__Exercise text__.
------------------------------------

Following the 2025 Bondi Beach shooting, the Jewish community of Victoria began conducting a community-wide review of security measures in place to safeguard Jewish institutions. The Western Australian Jewish community received additional security funding from the state government. And in New South Wales, after a review of the Bondi Beach attack emergency response, two Jewish organisations, the Community Security Group (CSG) and the Community Health Service (CHS) announced a merger would take place to help improve emergency preparedness. In Victoria, the Jewish community formed a united crisis management group, bringing together multiple communal organisations to prepare for future security crisises. And NSW Jewish community leaders have advocated for the CSG to be permitted to carry weapons at outdoor events. Jewish groups called on the need for renewed interfaith dialogue between Jews and Muslims. Chabad leaders advocated for an increase in Jewish pride as a way to mitigate the effects of antisemitism in Australia.

In the aftermath of the Bondi Beach terror attack, Chabad rabbis have met regularly with government leaders to provide updates on the wellbeing of the Jewish community.

=== Police efforts ===
Owing to security threats facing Jewish life in Australia, state and federal police have established operations and taskforces to combat the issue.

- Special Operation Avalite – In December 2024, a joint policing initiative was launched by the Australian Federal Police (AFP) and the Australian Security Intelligence Organisation (ASIO) to combat a rise in antisemitism in Australia.
- Operation Shelter – Following the surge in antisemitism that began in late 2023, the New South Wales Police established a rapid response unit to safeguard Jewish community sites. Following the 2025 Bondi Beach shooting, the unit was made permanent.

------------------------------------

__Records provided__.
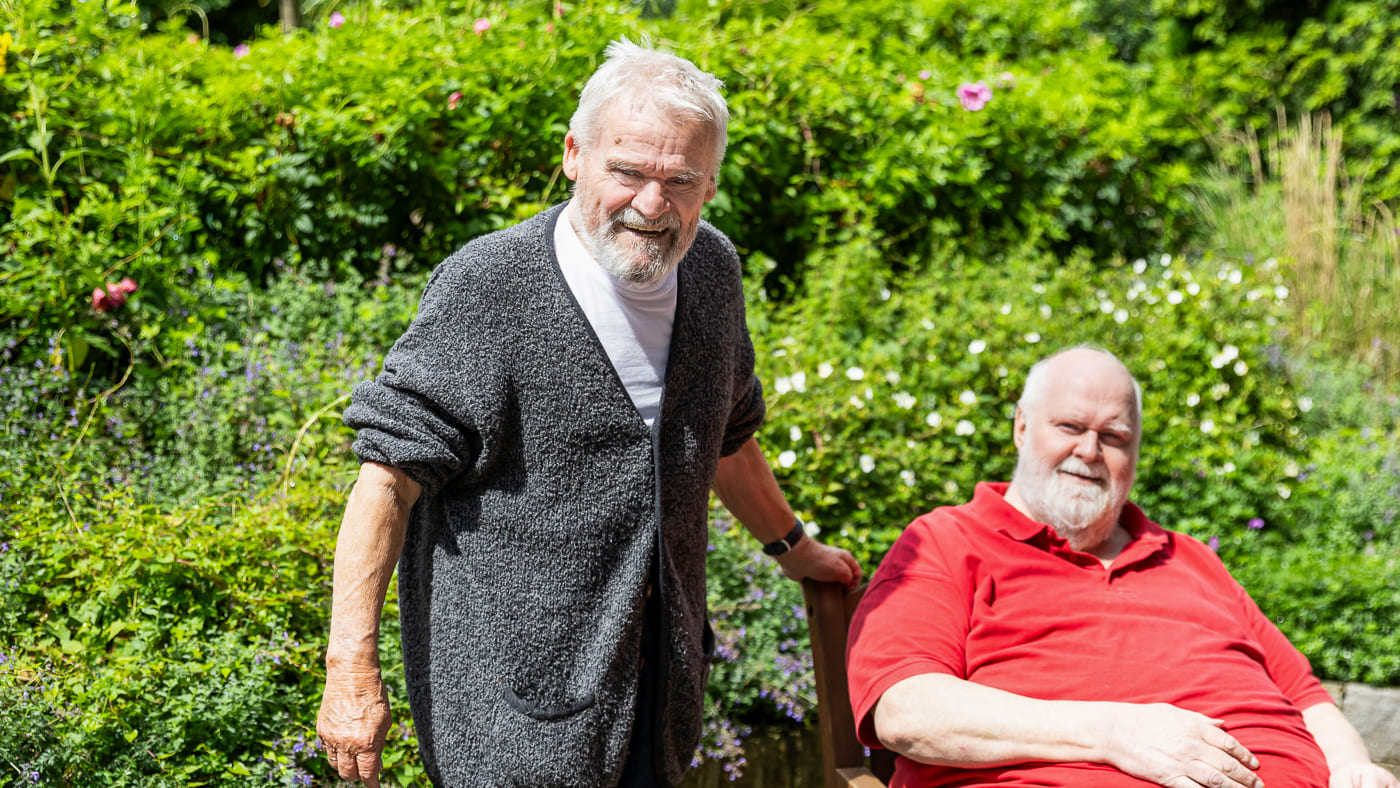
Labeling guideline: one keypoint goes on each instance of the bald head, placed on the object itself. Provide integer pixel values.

------------------------------------

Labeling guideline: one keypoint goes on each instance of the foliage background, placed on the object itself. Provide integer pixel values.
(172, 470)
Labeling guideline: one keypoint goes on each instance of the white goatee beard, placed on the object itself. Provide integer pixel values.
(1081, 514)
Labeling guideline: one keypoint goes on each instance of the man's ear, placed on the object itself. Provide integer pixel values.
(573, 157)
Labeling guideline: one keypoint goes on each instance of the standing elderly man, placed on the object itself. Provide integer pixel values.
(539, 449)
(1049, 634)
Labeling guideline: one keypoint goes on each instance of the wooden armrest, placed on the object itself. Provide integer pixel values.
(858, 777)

------------------------------------

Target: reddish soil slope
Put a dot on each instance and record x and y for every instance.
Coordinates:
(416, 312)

------------------------------------

__Task prompt__. Retype the text on Jewish community security in Australia, starting with "- Special Operation" and going on through "in antisemitism in Australia.". The lines are separate material, unrelated to the text.

__Solution to the exercise__.
- Special Operation Avalite – In December 2024, a joint policing initiative was launched by the Australian Federal Police (AFP) and the Australian Security Intelligence Organisation (ASIO) to combat a rise in antisemitism in Australia.